» PASSAGE SHOWN:
*** Block opens ***

When price comes back to test the low of that order block candle, that’s your entry signal. Here’s why this works:
- Banks sold during the up candle
- Price moves away but then comes back
- When price hits the low of that candle again, it’s like hitting a wall
- Price should then continue down to collect the sell stops

Start Small: 20-30 Pips Per Week

As a new trader, don’t try to get rich quick. Aim for just 20-30 pips per week. That might not sound like much, but it’s actually quite good for beginners.
Here’s the important part: once you make your 20-30 pips for the week, stop trading. Wait until next week.
This teaches you two crucial skills:
- Patience: Waiting for the right setup
- Discipline: Following your rules
Practice in Demo Only
Never risk real money while learning. Use a demo account for everything. This lets you:
- Learn without stress
- Make mistakes without losing money
- Build good habits
- Test your skills
If you can’t make money in demo, you definitely can’t make money with real funds.
The Target: 10-20 Pips Beyond
When you see equal lows and expect price to go down, where should it stop? ICT teaches to look 10-20 pips below the equal lows.
So if equal lows are at 1.1850, your target would be around:
- First target: 1.1840 (10 pips below)
- Second target: 1.1830 (20 pips below)
This is where the sell stops are sitting. Price will go there to collect them, then often reverse quickly.
What Happens After Stop Runs
Here’s something amazing: after price takes out the stops, it often moves strongly in the opposite direction.
After taking sell stops below equal lows, price often shoots back up. This is because:
- All the sellers have been stopped out
- There’s no one left to sell
- Price can now move up freely
This creates great opportunities if you know what to look for.

*** Block closes ***

» PROVIDED MATERIAL:
*** Block opens ***

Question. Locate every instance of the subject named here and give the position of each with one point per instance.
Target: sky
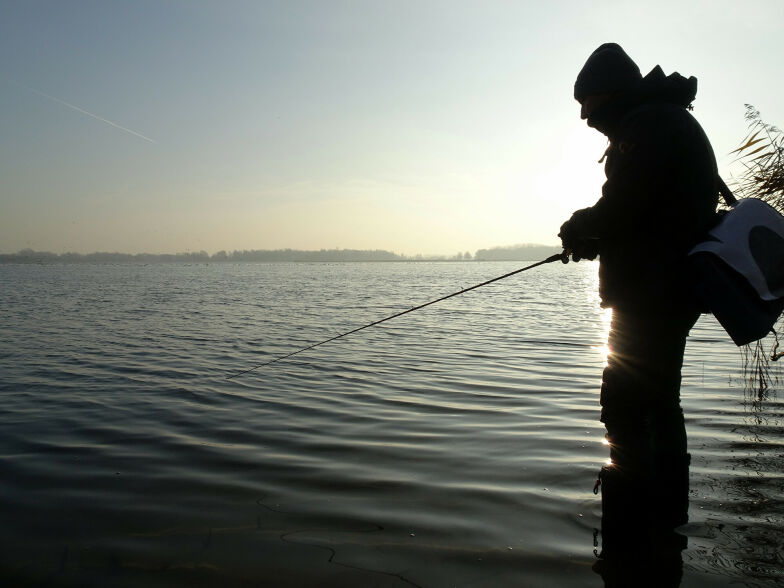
(430, 127)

*** Block closes ***

» TASK LIST:
1. List everything the trading passage says a demo account lets you do.
2. Continue the trading passage from its final sentence, keeping the same plain, instructional tone.
The lines are not needed for any of the work here.

» ANSWER LIST:
1.
- Learn without stress
- Make mistakes without losing money
- Build good habits
- Test your skills

2.
Key Rules to Remember
- Study for one month before trading anything
- Use demo accounts only while learning
- Focus on equal highs and equal lows
- Think opposite of what retail traders think
- Target 20-30 pips per week maximum
- Stop trading once you hit your weekly target
- Practice patience and discipline
Common Mistakes to Avoid
Don’t chase price: If price has already moved far from your entry point, let it go. There will always be another opportunity.
Don’t overtrade: More trades don’t equal more money. Quality over quantity.
Don’t use indicators: Keep your charts clean. Just price candles and your equal high/low lines.
Don’t skip demo practice: You must prove you can do this without risk before using real money.
Your Next Steps
- Open a demo trading account
- Find EUR/USD on a 15-minute chart
- Start marking equal highs and equal lows
- Watch what happens for 30 days
- Take notes on what you see
- Practice identifying order blocks
- Paper trade (write down trades without actually placing them)
Remember: ICT trading is about understanding how big money moves the market. You’re not trying to predict where price will go. You’re trying to understand where price must go to collect orders.
This is a completely different way of thinking about trading. It takes time to sink in. Be patient with yourself and focus on learning one concept at a time.
The goal isn’t to become profitable immediately. The goal is to understand how the market really works. Once you have that understanding, profitable trading becomes much easier.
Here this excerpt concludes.